===== STORED RECORDS

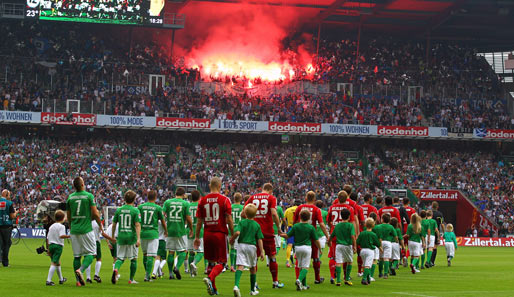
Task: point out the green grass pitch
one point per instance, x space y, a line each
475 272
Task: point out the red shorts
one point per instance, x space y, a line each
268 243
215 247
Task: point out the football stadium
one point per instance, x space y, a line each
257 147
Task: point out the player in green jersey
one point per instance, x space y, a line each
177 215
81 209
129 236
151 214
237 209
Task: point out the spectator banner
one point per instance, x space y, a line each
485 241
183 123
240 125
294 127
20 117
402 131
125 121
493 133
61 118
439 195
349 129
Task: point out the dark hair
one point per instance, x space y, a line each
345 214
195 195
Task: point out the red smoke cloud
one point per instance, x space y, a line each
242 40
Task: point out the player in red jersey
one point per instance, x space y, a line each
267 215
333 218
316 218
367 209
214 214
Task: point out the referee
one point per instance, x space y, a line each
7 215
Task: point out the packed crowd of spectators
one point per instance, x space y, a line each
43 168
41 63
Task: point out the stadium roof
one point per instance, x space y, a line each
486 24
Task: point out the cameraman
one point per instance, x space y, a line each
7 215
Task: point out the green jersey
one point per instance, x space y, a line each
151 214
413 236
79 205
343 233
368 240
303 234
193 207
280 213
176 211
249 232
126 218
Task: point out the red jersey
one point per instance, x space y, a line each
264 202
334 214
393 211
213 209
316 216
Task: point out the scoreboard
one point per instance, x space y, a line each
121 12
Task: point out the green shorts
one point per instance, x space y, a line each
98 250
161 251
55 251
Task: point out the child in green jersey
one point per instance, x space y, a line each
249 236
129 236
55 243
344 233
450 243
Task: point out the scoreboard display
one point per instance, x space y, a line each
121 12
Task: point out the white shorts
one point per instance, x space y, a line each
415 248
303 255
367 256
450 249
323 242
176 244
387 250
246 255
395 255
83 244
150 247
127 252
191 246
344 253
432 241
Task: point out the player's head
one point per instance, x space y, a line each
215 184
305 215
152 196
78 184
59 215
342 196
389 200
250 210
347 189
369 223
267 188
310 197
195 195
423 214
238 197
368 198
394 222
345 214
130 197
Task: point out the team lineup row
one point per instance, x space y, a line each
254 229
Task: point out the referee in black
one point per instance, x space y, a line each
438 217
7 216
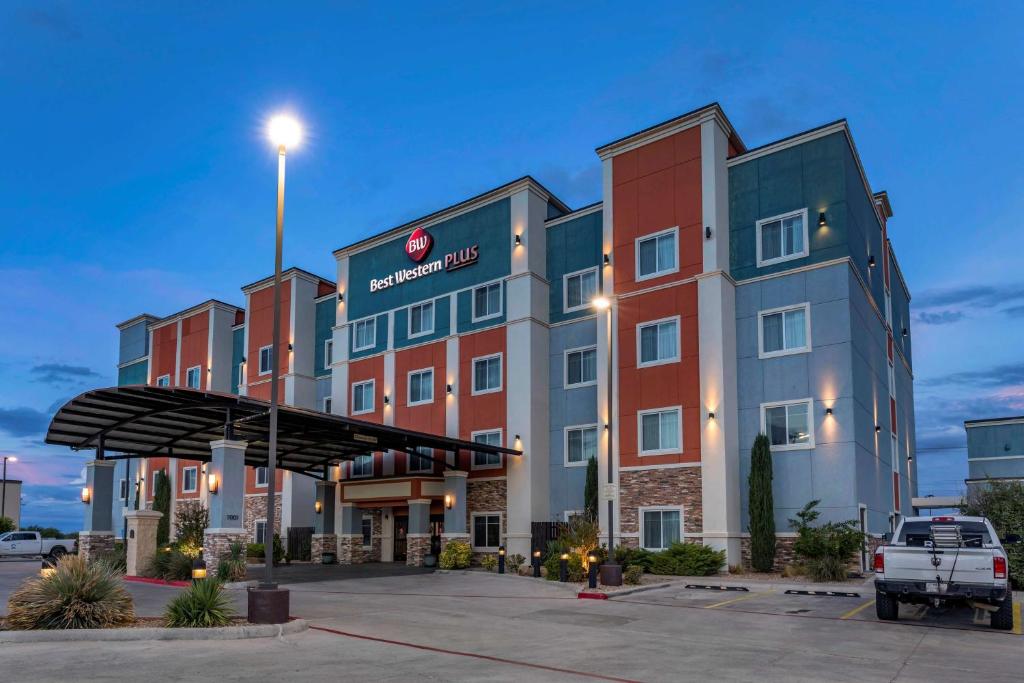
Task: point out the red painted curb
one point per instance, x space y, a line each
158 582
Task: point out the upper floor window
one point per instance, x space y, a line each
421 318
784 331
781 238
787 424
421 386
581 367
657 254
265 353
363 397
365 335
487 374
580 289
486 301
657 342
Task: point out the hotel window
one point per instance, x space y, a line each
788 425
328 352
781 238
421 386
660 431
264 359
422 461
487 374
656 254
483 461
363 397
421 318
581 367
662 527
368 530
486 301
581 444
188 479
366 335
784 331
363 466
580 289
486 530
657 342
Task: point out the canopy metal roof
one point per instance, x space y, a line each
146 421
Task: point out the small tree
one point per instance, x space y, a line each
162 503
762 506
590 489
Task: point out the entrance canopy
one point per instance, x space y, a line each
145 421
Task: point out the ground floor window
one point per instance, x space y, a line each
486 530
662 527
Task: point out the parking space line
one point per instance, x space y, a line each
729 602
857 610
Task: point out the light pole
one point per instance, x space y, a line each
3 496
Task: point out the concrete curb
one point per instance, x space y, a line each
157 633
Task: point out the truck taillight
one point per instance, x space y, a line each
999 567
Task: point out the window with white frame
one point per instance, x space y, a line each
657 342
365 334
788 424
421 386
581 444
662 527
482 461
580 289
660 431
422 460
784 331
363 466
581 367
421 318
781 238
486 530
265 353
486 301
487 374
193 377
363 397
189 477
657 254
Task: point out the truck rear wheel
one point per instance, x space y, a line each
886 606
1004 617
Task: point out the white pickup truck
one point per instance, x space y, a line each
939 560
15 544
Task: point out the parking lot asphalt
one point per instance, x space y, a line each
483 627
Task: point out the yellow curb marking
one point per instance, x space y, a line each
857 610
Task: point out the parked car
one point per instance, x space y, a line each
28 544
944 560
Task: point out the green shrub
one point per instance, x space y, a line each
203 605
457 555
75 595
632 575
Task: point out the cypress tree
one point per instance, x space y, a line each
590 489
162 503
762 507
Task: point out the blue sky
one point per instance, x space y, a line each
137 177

==========

DO THIS — Could you pull every line of the data above into your answer, word for word, with the pictures left out?

RESPONSE TO THIS TASK —
Task: point out the green grass pitch
one point per instance, x space y, a line each
475 272
Task: point out the red shorts
one point per instance, x space y, a line each
268 243
215 247
Task: point out the football stadium
one point per instance, x space y, a line each
257 147
Task: point out the player in green jersey
one point per instance, x space y, a line each
177 215
81 209
129 236
151 214
237 209
Task: point out the spectator banner
one point per instance, x space y, a line each
485 241
183 123
240 125
294 127
20 117
402 131
125 121
493 133
61 118
439 195
349 129
Task: point out the dark hair
one point per instance, x space y, a line each
345 214
195 195
Task: point out the red smoke cloud
one point per instance, x space y, a line each
242 40
Task: point out the player in red jersey
one point per instance, x space y, a line each
267 215
333 218
316 218
367 209
214 214
Task: point out the referee
one point per instance, x space y, a line each
7 215
Task: point out the packed crowd of spectators
one point per instance, x space y, a line each
43 168
41 63
Task: point out the stadium roof
one point per instance, x space y, a line each
486 24
Task: point out the cameraman
one point per instance, x space y, a line each
7 215
Task: point out the green jersey
one point per instance, x space y, a line each
151 214
413 236
79 205
343 233
368 240
303 234
193 207
280 213
176 211
249 232
126 218
Task: point out the red jersey
one point per instance, x space y, a line each
264 202
334 214
393 211
213 209
316 216
Task: point out the scoreboard
one point per instance, x space y, a line each
121 12
Task: point out the green shorts
one point per instance, x space y, a line each
98 250
161 251
55 251
Task: point out the child in green jersey
one point per instance, x space y, a line each
249 236
129 236
55 243
344 233
450 243
Task: point out the scoreboard display
one point per instance, x space y, a line each
121 12
Task: point out the white shorts
one point per instance, x space y, a line each
415 248
303 255
367 256
450 249
323 242
176 244
387 250
246 255
395 255
83 244
150 247
127 252
191 246
344 253
432 241
Task: point out the player's head
one point per instance, x space y, a line each
215 184
305 215
152 196
78 184
59 215
342 196
389 200
250 210
347 189
369 223
267 188
310 197
195 195
423 214
238 197
368 198
394 222
345 214
130 197
Task: point out the team lineup row
one point per instance, x space y, a line each
254 229
Task: point out the referee in black
one point per instance, x space y, a line each
438 217
7 216
Task: point out the red painted curb
one point per instance, x space y, a line each
158 582
Task: point out the upper floor window
one point per instance, x space y, a line each
421 318
784 331
781 238
787 424
421 386
581 367
657 254
265 353
363 397
365 335
487 374
580 289
486 301
657 342
Task: point out the hotel window
one point per instance, x space y, a line each
788 425
328 352
781 238
421 386
660 431
264 359
422 461
487 374
656 254
483 461
363 397
421 318
581 367
662 527
368 530
486 301
581 444
188 479
366 335
784 331
363 466
580 289
486 530
657 342
Task: point out the canopy metal roof
one point per instance, x space y, a line each
146 421
Task: point out the small tree
one point per instance, x space y, a line each
162 503
762 506
590 489
Task: point out the entrance canopy
one point per instance, x space y, a line each
145 421
Task: point out the ground floor window
one point per instance, x space y, a line each
486 530
662 527
Task: point out the parking space line
one point per instance, x space y, a line each
729 602
857 610
Task: point out the light pole
one point per instance, x space y, a line each
3 496
Task: point out the concrete curb
one point per instance, x space y, a line each
157 633
Task: point out the truck taillight
one point per instance, x space y, a line each
999 567
Task: point out the window with white frame
one point per instance, x space y, a line each
657 342
365 334
788 424
421 386
581 444
662 527
482 461
580 289
660 431
422 460
784 331
363 466
581 367
421 318
781 238
486 530
265 353
486 301
487 374
193 377
363 397
189 477
657 254
Task: point out the truck rear wheel
one point per instance, x space y, a line each
886 606
1004 617
Task: point out the white pickup truck
one point per instance, x space y, a line each
939 560
15 544
Task: point out the parking lot asphalt
one point per instance, x space y, a line each
483 627
Task: point out the yellow curb marking
one point per instance, x space y, a line each
857 610
Task: point out the parked car
one point per instance, x space y, a line each
28 544
944 560
Task: point out the green shrub
one point per instance, x space y, a line each
203 605
457 555
75 595
632 575
Task: point out the cypress tree
one point per instance, x space y, a line each
590 489
162 503
762 507
Task: point out the blue sky
one point per instance, x space y, a line each
137 177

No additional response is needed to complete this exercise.